Given data =
*-*-*

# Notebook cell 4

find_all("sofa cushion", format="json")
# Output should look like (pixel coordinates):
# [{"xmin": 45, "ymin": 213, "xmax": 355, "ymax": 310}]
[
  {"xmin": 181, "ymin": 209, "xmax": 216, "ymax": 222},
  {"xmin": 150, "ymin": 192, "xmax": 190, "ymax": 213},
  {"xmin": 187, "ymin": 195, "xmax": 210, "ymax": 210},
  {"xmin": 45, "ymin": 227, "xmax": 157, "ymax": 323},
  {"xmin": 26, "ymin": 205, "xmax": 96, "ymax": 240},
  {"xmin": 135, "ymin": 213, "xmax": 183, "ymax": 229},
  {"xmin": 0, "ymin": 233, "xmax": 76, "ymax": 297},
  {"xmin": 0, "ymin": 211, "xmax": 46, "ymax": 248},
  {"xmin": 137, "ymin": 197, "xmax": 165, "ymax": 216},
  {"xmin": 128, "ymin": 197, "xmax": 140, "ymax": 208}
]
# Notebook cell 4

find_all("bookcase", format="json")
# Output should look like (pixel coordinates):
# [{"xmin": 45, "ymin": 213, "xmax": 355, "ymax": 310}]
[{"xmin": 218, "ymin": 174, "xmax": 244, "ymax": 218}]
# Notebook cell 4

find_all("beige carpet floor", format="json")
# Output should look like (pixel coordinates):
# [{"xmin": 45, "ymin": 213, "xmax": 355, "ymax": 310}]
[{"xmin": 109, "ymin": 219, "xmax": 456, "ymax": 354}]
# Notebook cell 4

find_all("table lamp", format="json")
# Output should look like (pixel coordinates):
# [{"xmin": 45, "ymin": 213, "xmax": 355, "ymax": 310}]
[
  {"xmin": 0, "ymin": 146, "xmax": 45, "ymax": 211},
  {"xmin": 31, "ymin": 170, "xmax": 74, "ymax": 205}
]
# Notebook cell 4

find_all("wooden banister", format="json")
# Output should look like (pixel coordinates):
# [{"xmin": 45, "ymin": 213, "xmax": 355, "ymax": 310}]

*-*-*

Assignment = Repeat each record word for word. Do not leave any out.

The completed task =
# Notebook cell 4

find_all("sofa cushion", format="json")
# Output should look like (pixel coordinates):
# [{"xmin": 45, "ymin": 213, "xmax": 355, "ymax": 310}]
[
  {"xmin": 181, "ymin": 209, "xmax": 216, "ymax": 222},
  {"xmin": 150, "ymin": 192, "xmax": 190, "ymax": 213},
  {"xmin": 187, "ymin": 195, "xmax": 210, "ymax": 210},
  {"xmin": 45, "ymin": 227, "xmax": 157, "ymax": 323},
  {"xmin": 26, "ymin": 205, "xmax": 96, "ymax": 240},
  {"xmin": 135, "ymin": 213, "xmax": 183, "ymax": 229},
  {"xmin": 0, "ymin": 233, "xmax": 76, "ymax": 297},
  {"xmin": 0, "ymin": 211, "xmax": 46, "ymax": 248},
  {"xmin": 137, "ymin": 197, "xmax": 165, "ymax": 216},
  {"xmin": 128, "ymin": 197, "xmax": 140, "ymax": 208}
]
# Notebook cell 4

find_all("bookcase", format="json")
# Output should look like (pixel coordinates):
# [{"xmin": 45, "ymin": 213, "xmax": 355, "ymax": 310}]
[{"xmin": 218, "ymin": 174, "xmax": 244, "ymax": 218}]
# Notebook cell 4

find_all("beige carpet floor", format="json")
# Output should look like (pixel coordinates):
# [{"xmin": 45, "ymin": 213, "xmax": 355, "ymax": 310}]
[{"xmin": 109, "ymin": 219, "xmax": 456, "ymax": 354}]
# Notebook cell 4

find_all("table lamp", format="json")
# Output should look like (pixel coordinates):
# [{"xmin": 45, "ymin": 213, "xmax": 355, "ymax": 310}]
[
  {"xmin": 0, "ymin": 146, "xmax": 45, "ymax": 211},
  {"xmin": 31, "ymin": 170, "xmax": 74, "ymax": 205}
]
# Notebook cell 4

find_all("wooden banister", format="json")
# Output should look like (pixel coordinates):
# [{"xmin": 45, "ymin": 213, "xmax": 355, "ymax": 310}]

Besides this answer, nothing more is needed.